__Your task__
Each of the lines below must be written out exactly as shown.

__Data shown__
※ ※ ※

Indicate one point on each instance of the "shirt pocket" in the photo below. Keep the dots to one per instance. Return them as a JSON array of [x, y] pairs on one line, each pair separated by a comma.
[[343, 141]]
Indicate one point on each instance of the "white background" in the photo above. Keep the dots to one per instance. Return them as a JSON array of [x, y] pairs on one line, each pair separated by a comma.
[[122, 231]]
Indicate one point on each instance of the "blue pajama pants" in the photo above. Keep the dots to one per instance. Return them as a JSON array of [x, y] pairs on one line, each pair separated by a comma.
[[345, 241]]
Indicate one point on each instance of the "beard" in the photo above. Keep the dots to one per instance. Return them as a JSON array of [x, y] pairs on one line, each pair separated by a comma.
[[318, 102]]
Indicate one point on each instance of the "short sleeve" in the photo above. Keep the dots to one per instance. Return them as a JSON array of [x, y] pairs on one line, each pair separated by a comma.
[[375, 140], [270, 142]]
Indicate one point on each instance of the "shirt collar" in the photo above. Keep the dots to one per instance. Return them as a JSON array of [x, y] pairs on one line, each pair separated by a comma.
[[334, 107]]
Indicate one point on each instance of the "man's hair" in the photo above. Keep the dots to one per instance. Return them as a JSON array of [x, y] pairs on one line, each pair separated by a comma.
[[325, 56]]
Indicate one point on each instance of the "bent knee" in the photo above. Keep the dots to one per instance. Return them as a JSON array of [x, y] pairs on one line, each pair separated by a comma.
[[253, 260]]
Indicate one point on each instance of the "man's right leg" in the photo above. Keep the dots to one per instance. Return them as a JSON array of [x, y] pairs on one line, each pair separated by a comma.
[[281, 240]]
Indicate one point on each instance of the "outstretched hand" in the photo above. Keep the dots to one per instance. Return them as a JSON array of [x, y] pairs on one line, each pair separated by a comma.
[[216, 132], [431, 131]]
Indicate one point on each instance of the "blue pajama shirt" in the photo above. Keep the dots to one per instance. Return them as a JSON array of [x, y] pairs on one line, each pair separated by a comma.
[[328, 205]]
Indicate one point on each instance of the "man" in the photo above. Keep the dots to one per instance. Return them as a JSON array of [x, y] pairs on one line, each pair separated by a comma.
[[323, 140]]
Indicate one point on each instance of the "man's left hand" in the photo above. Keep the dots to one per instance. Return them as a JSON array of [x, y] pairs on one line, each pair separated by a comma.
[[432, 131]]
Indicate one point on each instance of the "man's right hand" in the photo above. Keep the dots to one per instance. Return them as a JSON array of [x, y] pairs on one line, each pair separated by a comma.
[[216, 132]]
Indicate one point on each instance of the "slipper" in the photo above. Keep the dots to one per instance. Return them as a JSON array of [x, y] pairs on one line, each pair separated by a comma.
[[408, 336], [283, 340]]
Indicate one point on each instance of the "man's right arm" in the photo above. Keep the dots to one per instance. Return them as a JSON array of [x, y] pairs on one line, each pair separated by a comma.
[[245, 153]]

※ ※ ※

__Exercise output__
Indicate one point on each instance of the "shirt pocket" in the photo below. Keep the dots to one per instance. Return them as a JSON array of [x, y] pairs on one line, each pair separated by a comma.
[[343, 141]]
Indicate one point on each instance of the "white background" in the photo above. Keep the dots to one per instance. Return them as a JSON array of [x, y] pairs on one line, each pair separated by a comma.
[[122, 231]]
Indicate one point on each instance of the "blue pajama pants" in the photo above. Keep the dots to one per instance. Return them as a JSON array of [x, y] pairs on one line, each pair separated by a comma.
[[345, 241]]
Indicate one point on each instance of the "beard" in the photo above. Keep the dots to one per instance. Return them as a JSON array of [x, y] pairs on one line, each pair separated by a comma.
[[318, 102]]
Indicate one point on each instance of the "short sleeve" in the photo above. Keep the dots to one per instance. Return them as a JSON array of [x, y] pairs on one line, each pair separated by a comma.
[[375, 140], [270, 142]]
Indicate one point on each instance of the "shirt collar" in the photo above. Keep the dots to one per instance. Return them as a JSON array of [x, y] pairs on one line, each pair separated by a comma.
[[334, 107]]
Indicate one point on each instance of the "man's hair" in the photo above. Keep the dots to one per instance. Return them as a JSON array of [x, y] pairs on one line, each pair separated by a comma.
[[325, 56]]
Indicate one point on each instance of the "bent knee" in the photo above. Keep the dots to one per instance. Return them as a JSON array of [x, y] pairs on one line, each pair separated by a comma.
[[253, 260]]
Indicate one point on each instance of the "man's right leg" in the photo above. Keep the dots to one per instance. Return them as a JSON array of [x, y] pairs on one line, each pair separated by a comma.
[[281, 240]]
Indicate one point on each instance of the "outstretched hand" in the photo above. Keep the dots to one per instance. Return them as a JSON array of [x, y] pairs on one line, each pair separated by a comma.
[[216, 132], [431, 131]]
Indicate one point on each instance of the "blue pajama shirt" in the photo above. Keep the dots to one per instance. Return them as a JSON array of [x, y] pairs on one line, each pair separated by a comma.
[[328, 205]]
Indicate one point on each instance of the "man" in the photo above. Keep the dots to one per instance. Return them as a JSON array of [x, y] pairs on one line, each pair separated by a comma.
[[323, 140]]
Indicate one point on each instance of the "man's left hand" in the photo above. Keep the dots to one per instance. Return them as a JSON array of [x, y] pairs on one line, each pair separated by a comma.
[[432, 131]]
Indicate one point on each instance of the "man's right hand" in the photo above. Keep the dots to one per instance. Return them as a JSON array of [x, y] pairs on one line, each pair separated by a comma.
[[216, 132]]
Indicate one point on each instance of the "slipper" in the photo above. Keep the dots to one per instance. Return them as a JSON array of [x, y] pairs on one line, each pair separated by a comma.
[[408, 336], [283, 340]]
Indicate one point on each instance of the "man's right arm" in the photo above. Keep the dots to one per instance. Return them as a JSON array of [x, y] pairs on one line, each pair separated by a comma.
[[245, 153]]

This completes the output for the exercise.